__What the task asks__: Look through the entries below and return all lines including the word "target".
═══ Source records
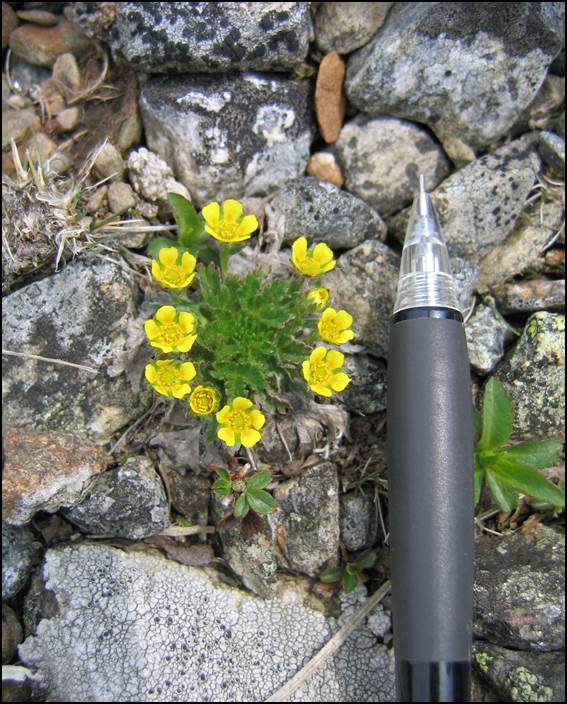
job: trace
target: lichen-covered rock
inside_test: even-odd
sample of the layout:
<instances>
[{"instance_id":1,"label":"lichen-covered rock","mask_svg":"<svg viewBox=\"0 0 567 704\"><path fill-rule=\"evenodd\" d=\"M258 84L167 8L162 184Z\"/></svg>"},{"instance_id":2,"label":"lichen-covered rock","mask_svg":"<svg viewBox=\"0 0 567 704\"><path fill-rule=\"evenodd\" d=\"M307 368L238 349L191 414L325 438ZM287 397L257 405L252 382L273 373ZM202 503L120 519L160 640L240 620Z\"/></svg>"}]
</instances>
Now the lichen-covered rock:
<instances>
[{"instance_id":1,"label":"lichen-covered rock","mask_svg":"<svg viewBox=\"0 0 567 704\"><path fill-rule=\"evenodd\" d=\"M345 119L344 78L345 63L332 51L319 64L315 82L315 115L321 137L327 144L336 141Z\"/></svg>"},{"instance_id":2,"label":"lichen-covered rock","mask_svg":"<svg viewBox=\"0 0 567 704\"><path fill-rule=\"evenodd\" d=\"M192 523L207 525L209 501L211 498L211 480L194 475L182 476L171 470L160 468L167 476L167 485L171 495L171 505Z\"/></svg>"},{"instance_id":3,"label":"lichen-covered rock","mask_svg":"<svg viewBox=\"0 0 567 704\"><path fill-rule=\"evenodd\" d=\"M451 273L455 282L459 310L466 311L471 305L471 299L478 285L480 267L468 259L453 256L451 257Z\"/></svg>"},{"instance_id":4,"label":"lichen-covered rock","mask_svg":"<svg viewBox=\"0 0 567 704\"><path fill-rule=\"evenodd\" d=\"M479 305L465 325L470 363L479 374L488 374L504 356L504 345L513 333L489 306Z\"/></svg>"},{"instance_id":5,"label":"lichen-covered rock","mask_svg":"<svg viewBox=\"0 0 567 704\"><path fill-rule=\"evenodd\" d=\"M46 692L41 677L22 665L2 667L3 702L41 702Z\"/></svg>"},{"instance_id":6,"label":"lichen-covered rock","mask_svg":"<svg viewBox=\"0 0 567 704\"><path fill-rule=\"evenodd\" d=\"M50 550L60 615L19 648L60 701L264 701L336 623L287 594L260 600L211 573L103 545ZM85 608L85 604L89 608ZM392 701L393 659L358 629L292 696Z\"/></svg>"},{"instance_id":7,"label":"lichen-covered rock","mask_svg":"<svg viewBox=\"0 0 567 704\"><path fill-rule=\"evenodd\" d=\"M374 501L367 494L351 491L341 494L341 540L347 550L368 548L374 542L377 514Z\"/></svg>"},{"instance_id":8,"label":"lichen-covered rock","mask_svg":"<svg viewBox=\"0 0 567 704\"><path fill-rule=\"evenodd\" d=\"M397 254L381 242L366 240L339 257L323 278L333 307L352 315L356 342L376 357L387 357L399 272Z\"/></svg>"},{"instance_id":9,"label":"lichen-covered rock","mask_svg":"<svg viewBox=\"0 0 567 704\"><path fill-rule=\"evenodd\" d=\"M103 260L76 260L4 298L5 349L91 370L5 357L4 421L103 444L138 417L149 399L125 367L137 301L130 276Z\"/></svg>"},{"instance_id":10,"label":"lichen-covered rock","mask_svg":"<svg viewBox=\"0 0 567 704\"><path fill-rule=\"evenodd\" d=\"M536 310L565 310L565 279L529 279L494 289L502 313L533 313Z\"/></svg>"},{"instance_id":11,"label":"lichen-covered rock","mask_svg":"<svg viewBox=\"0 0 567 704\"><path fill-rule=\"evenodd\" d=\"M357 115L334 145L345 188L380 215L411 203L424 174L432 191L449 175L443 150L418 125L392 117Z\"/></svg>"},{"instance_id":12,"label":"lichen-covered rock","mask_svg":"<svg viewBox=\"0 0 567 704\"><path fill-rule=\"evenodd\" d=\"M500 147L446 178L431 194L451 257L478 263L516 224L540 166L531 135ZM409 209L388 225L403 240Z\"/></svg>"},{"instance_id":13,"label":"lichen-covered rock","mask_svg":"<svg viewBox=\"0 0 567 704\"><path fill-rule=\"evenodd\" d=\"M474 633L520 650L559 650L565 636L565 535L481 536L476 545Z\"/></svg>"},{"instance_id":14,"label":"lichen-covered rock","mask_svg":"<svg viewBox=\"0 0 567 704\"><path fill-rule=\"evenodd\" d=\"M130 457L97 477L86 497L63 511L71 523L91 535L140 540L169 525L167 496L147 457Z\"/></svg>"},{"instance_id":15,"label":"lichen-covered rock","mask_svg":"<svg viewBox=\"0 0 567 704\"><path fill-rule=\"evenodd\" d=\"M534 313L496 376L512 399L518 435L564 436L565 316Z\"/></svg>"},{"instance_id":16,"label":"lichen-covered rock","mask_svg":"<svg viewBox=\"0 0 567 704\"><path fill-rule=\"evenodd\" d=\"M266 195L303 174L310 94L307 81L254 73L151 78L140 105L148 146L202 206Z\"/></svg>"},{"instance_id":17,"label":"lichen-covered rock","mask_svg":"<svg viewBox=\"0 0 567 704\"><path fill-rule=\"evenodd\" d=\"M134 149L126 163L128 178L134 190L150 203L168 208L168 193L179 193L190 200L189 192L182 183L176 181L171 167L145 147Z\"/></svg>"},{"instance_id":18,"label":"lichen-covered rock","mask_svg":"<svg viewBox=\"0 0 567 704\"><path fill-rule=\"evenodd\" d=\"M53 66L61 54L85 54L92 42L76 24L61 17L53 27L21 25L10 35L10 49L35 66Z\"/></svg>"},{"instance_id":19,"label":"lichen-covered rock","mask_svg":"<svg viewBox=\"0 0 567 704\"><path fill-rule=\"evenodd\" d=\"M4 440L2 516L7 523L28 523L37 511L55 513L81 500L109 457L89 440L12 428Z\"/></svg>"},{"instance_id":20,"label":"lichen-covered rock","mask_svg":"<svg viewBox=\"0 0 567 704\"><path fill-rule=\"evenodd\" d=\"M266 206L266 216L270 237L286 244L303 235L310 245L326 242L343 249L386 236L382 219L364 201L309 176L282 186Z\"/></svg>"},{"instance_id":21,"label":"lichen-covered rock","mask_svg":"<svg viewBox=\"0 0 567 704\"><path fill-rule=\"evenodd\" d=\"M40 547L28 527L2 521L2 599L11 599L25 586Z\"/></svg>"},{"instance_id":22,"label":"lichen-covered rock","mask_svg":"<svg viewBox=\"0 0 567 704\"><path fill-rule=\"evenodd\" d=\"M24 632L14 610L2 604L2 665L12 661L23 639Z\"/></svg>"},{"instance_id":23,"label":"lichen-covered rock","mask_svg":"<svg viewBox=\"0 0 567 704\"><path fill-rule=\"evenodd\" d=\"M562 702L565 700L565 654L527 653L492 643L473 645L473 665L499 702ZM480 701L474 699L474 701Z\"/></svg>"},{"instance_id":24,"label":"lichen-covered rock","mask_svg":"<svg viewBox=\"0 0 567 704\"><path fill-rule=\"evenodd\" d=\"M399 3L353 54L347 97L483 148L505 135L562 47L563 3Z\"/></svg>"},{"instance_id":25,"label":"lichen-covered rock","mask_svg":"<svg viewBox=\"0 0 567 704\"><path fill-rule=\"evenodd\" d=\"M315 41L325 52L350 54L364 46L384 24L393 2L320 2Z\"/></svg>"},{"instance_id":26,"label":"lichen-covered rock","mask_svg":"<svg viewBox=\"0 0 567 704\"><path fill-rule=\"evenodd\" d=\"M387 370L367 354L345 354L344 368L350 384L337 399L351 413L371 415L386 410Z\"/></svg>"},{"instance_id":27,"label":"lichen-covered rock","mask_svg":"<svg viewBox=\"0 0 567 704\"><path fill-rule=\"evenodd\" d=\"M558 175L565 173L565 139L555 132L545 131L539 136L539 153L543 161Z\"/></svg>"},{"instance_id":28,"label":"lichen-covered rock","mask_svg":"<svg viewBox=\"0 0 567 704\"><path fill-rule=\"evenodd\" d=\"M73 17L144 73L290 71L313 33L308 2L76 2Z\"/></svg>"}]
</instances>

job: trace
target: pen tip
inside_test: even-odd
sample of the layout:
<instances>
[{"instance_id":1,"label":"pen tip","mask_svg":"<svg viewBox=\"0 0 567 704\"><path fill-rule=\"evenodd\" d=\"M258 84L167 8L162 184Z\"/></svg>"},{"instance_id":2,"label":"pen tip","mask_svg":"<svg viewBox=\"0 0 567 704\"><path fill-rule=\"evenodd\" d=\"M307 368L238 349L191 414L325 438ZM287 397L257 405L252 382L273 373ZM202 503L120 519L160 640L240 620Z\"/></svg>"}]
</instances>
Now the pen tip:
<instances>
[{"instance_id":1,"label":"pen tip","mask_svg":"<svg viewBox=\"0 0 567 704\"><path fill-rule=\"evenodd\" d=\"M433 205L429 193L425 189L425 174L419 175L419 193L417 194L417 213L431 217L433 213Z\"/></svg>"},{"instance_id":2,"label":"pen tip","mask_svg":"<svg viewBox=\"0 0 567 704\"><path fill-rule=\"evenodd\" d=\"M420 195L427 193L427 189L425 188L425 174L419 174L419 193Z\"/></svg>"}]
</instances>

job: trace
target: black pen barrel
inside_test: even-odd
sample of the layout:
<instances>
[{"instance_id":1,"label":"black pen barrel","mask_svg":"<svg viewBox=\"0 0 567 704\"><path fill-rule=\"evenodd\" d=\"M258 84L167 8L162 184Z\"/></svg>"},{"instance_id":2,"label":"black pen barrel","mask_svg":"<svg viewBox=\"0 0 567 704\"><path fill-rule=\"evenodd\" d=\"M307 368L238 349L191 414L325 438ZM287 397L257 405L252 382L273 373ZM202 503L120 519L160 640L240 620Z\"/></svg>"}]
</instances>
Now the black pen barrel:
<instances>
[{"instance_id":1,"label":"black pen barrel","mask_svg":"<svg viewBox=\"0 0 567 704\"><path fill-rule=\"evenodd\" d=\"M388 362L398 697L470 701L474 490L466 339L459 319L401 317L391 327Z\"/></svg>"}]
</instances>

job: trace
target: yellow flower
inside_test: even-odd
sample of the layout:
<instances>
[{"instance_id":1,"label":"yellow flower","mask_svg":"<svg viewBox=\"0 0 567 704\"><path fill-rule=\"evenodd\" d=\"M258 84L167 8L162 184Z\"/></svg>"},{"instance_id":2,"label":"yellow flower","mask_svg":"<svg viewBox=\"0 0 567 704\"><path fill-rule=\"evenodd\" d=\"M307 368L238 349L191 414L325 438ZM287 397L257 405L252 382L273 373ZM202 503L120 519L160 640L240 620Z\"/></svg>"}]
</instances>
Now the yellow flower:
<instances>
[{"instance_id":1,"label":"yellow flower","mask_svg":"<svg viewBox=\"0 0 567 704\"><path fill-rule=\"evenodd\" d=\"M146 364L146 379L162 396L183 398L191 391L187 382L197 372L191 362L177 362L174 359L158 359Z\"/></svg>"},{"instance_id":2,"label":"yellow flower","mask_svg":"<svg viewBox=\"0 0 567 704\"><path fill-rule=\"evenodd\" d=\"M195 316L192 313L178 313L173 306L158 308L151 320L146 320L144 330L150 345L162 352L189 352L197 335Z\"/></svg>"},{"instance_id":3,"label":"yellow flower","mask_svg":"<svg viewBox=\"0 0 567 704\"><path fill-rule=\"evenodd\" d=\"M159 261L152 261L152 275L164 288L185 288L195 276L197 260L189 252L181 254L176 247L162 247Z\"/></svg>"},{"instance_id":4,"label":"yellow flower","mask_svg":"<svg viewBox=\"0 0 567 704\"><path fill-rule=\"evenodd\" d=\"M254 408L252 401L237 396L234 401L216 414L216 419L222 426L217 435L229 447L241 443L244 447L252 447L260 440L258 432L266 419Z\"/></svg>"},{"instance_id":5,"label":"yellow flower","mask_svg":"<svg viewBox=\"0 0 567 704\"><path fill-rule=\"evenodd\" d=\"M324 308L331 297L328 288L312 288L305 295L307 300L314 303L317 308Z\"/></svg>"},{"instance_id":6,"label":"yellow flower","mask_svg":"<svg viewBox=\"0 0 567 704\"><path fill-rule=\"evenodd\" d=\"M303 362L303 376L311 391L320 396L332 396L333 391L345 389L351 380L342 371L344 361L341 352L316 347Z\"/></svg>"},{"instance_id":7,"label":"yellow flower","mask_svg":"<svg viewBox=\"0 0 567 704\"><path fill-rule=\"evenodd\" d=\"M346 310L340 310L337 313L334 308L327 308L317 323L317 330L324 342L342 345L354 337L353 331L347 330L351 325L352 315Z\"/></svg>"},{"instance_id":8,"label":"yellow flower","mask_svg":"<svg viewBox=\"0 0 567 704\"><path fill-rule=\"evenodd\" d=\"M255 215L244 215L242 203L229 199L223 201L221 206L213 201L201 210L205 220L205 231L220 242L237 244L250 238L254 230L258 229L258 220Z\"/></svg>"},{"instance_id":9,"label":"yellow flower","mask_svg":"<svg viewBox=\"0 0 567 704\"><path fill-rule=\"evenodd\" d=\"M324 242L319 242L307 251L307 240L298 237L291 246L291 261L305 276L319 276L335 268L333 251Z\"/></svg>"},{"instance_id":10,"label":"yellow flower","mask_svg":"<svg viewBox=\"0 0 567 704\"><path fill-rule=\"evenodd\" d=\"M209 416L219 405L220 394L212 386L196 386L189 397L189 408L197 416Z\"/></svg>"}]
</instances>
══════
__Completed exercise__:
target: lichen-covered rock
target: pen tip
target: black pen barrel
target: yellow flower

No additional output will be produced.